◆ **GIVEN INSTRUCTION 1**: According to the passage on habits and intentionality, how old is ceramist Eva Zeisel?

==== SOURCE PASSAGE ====

Portia Nelson’s poem sums it up:

I walk down the street. There is a deep hole in the sidewalk. I fall in. I am lost...
I am helpless. It isn’t my fault. It takes forever to find a way out.

I walk down the same street. There is a deep hole in the sidewalk. I pretend I don’t see it. I fall in again. I can’t believe I am in the same place. But, it isn’t my fault. It still takes a long time to get out.

I walk down the same street. There is a deep hole in the sidewalk. I see it is there. I still fall in...it’s a habit. My eyes are open. I know where I am. It is my fault. I get out immediately.

I walk down the same street. There is a deep hole in the sidewalk. I walk around it.

I walk down another street.


So breaking patterns and establishing new habits take practice and takes repeating.

And what’s it going to get you?

A different reality.
A clearer sureness about what matters.
A clearer head in the studio.

And how do you know?

You don’t know. But imagine a lemon right now. Do you salivate? Can you feel the tartness in your mouth. Is that real?

The sensation is most definitely real.
Thinking has generated a physical response.

If you acknowledge this, then perhaps you can also acknowledge that how you think may truly create your reality.

By sharing you find generosity.
By forgiving, you find forgiveness,
By being clear about yourself, you find clarity with others.

Naomi Nye wrote this poem:

The Art of Disappearing

When they say Don't I know you?
say no.

When they invite you to the party
remember what parties are like
before answering.
Someone telling you in a loud voice
they once wrote a poem.
Greasy sausage balls on a paper plate.
Then reply.

If they say We should get together
say why?

It's not that you don't love them anymore.
You're trying to remember something
too important to forget.
Trees. The monastery bell at twilight.
Tell them you have a new project.
It will never be finished.

When someone recognizes you in a grocery store
nod briefly and become a cabbage.
When someone you haven't seen in ten years
appears at the door,
don't start singing him all your new songs.
You will never catch up.

Walk around feeling like a leaf.
Know you could tumble any second.
Then decide what to do with your time.



I love that last part. At first glance I thought this poem was about someone who is anti-social. But it isn't. Instead the poem seems to me, to end with a message which is "this is how I am intentional".

Ceramist Eva Zeisel (now 104 years old) - when interviewed by Csikszentmihalyi had another way of characterizing intentionality:

“I was thinking how to convey my accumulated wisdom to my granddaughter. And one of the things I thought to tell her is that one tries to do good and one tries to produce something. I find that my craft helped me very much to make life meaningful; because once you make a pot and it is outside you, it makes your life kind of justified and not flimsy. After all you go through,at the end you die, and it makes your life, well, more satisfying. It justifies your existence.

Then the question of doing good for society. Don’t forget that all of our contemporaries and ourselves had big ideologies to live for. And at the end it turns out that none of these ideologies was worth your sacrificing anything for. Even doing personal good is very difficult to be absolutely sure about. it’s very difficult to know exactly whether to live for an ideology or even to live for doing good. But there cannot be anything wrong in making a pot, I’ll tell you. When making a pot you can’t bring any evil into the world.


So what matters comes down to these questions:

Will you choose intentional creation?
Will you choose to share your gifts with the community?
Will you cherish yourself as artist and original being?

==== RECORDED INFORMATION ====

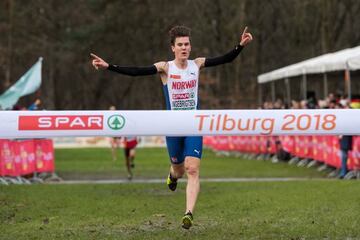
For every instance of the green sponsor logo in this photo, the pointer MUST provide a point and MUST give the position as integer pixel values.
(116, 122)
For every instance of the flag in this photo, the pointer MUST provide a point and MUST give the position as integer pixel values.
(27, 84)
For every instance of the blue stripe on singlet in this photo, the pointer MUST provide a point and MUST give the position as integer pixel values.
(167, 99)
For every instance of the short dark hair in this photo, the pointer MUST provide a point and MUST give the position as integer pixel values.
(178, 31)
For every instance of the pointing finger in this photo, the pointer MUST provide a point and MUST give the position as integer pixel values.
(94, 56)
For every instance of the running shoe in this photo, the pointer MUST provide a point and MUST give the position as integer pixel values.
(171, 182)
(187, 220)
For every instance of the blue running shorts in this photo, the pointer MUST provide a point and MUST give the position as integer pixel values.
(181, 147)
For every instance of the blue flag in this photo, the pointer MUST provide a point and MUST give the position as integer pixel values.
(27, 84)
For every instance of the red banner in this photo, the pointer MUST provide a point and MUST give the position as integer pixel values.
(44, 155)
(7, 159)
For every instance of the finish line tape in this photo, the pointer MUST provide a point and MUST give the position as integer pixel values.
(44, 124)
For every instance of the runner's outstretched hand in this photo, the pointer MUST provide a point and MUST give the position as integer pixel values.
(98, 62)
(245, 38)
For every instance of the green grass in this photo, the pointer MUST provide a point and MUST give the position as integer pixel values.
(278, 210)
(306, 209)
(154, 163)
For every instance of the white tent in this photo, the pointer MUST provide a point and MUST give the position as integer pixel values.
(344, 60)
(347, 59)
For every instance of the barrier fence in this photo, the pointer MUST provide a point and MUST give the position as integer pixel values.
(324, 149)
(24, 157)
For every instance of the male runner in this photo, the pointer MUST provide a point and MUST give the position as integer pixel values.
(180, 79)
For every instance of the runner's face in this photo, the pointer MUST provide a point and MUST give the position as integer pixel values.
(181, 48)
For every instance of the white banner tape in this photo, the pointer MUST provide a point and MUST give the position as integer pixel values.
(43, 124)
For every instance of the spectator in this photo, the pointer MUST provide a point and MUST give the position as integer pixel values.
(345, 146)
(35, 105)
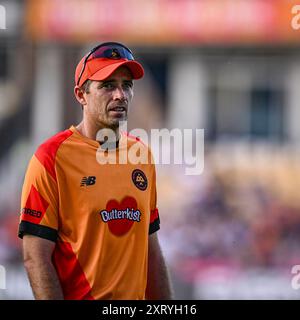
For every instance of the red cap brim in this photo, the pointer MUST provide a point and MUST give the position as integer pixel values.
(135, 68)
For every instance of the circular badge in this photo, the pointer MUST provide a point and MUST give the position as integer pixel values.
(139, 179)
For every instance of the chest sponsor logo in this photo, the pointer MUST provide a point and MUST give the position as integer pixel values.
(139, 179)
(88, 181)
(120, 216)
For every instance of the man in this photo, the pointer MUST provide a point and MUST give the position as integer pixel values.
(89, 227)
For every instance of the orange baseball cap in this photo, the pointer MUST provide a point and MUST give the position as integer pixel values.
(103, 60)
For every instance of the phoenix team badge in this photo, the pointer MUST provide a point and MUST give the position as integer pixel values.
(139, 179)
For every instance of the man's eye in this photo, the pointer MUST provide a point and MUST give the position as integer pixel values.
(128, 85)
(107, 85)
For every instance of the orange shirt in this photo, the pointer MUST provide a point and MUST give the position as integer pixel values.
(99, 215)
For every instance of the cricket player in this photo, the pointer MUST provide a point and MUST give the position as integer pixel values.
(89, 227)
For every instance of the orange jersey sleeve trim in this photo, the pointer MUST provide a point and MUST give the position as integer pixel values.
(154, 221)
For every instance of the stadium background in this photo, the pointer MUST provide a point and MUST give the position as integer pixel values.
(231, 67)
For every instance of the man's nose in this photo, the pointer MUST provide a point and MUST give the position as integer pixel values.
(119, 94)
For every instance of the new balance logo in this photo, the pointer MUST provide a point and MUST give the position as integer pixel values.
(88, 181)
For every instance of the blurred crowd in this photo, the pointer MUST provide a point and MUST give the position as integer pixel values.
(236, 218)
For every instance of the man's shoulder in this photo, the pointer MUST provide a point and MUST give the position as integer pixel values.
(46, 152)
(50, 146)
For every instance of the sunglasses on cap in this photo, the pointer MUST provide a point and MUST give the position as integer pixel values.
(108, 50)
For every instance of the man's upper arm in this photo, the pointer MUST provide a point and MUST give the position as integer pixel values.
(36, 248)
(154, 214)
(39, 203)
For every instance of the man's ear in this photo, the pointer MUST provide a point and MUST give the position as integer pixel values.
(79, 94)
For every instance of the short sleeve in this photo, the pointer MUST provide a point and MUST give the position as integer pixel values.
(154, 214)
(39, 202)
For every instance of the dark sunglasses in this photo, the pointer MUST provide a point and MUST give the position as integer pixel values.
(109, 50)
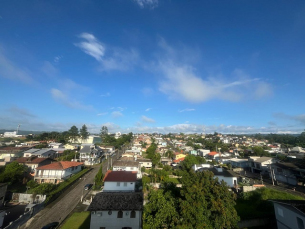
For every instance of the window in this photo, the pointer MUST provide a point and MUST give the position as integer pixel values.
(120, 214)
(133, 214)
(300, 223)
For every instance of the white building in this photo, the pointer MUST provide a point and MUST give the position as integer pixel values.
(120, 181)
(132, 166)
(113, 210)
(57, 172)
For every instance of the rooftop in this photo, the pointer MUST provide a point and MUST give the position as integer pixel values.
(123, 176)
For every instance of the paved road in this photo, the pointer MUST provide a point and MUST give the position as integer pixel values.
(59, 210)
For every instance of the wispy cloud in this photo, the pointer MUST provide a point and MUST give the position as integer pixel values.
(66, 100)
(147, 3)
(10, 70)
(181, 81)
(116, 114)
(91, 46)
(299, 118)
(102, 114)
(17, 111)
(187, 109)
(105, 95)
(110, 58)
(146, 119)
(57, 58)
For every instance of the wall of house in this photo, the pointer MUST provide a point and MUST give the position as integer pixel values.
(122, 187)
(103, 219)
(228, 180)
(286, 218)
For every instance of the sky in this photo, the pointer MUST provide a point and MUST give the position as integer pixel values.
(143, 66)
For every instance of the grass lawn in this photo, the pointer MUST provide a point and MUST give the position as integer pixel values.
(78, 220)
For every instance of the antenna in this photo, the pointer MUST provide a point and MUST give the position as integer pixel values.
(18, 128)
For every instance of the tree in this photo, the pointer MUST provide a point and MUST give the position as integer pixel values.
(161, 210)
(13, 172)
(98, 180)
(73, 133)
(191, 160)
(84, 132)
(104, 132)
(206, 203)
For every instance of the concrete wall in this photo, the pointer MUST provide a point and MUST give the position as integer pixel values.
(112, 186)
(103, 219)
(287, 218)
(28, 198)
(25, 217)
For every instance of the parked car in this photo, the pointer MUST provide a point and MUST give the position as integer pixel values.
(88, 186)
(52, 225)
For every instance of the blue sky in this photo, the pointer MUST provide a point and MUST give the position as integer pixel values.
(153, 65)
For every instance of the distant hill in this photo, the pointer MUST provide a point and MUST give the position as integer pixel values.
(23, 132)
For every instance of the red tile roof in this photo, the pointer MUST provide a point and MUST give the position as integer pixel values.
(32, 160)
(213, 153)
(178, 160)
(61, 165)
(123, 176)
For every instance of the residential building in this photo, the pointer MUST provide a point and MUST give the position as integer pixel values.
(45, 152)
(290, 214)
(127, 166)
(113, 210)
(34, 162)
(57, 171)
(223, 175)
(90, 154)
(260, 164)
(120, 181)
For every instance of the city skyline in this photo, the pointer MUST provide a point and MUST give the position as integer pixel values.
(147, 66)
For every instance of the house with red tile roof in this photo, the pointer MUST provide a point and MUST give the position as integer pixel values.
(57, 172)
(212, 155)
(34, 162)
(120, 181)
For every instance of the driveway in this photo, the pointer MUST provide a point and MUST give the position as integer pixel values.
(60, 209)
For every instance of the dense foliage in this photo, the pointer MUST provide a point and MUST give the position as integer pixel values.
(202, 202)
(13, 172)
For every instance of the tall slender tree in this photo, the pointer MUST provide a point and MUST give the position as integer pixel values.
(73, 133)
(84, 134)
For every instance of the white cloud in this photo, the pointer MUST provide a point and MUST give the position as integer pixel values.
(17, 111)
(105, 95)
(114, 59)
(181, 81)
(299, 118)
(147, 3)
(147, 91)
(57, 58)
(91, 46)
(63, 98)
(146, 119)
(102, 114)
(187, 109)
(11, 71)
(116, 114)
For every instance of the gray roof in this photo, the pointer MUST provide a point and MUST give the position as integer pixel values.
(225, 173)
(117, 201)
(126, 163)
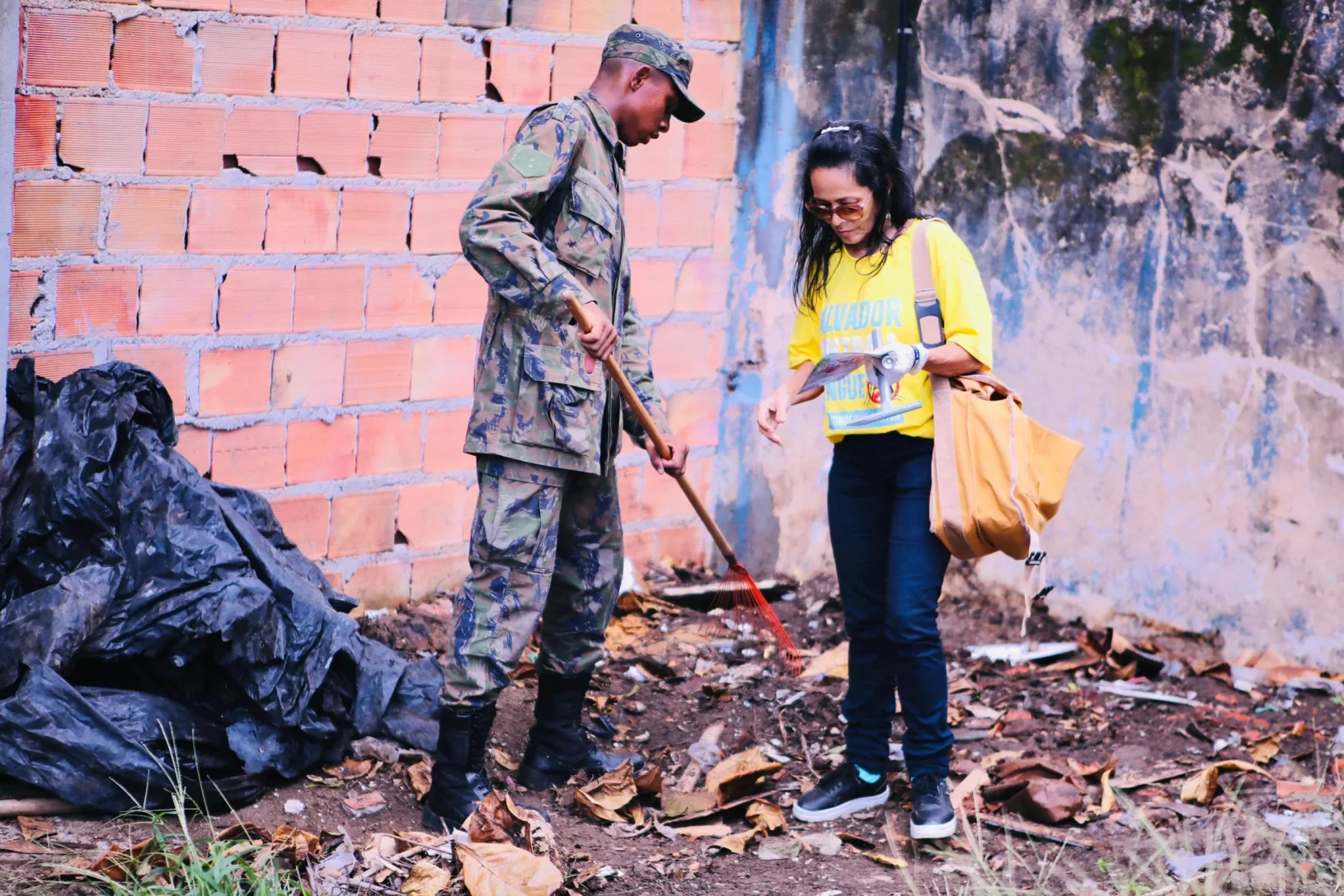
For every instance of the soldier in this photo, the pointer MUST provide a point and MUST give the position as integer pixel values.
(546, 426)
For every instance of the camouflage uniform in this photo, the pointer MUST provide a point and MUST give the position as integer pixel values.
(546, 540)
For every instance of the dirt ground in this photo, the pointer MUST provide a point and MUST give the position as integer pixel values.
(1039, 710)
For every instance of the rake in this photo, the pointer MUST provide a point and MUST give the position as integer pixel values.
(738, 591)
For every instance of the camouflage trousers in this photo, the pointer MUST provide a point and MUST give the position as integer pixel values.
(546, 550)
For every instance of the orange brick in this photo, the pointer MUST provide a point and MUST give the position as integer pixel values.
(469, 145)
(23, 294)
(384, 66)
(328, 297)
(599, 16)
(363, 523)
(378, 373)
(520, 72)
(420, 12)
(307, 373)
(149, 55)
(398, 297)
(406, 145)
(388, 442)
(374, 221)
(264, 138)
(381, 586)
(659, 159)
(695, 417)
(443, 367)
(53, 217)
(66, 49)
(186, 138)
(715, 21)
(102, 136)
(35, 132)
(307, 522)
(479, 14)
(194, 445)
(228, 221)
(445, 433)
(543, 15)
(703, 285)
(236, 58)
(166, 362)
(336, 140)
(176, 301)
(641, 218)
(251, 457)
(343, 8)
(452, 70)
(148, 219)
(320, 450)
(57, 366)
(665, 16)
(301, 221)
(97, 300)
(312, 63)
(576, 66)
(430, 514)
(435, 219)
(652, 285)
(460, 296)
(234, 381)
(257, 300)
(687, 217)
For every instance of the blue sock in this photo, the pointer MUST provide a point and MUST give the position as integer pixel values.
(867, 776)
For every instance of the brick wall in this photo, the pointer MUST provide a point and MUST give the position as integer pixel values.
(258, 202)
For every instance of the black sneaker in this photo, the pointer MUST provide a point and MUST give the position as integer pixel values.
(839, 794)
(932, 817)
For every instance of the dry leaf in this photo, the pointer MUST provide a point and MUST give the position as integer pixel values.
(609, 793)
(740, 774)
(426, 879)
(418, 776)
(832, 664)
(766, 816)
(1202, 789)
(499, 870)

====

◆ **GIVEN INSTRUCTION 2**: Identify each line of the listing that contains the word "running". Case counts.

◆ **TASK OUTPUT 1**: 104 years old

◆ **TASK OUTPUT 2**:
For every instance of the running shoe in this photo, the pointer MUST provide a point and MUST give the position as integer pixel values.
For every instance of the blue running shorts in this photo, the pointer MUST provide a point and MUST give the position as integer pixel values.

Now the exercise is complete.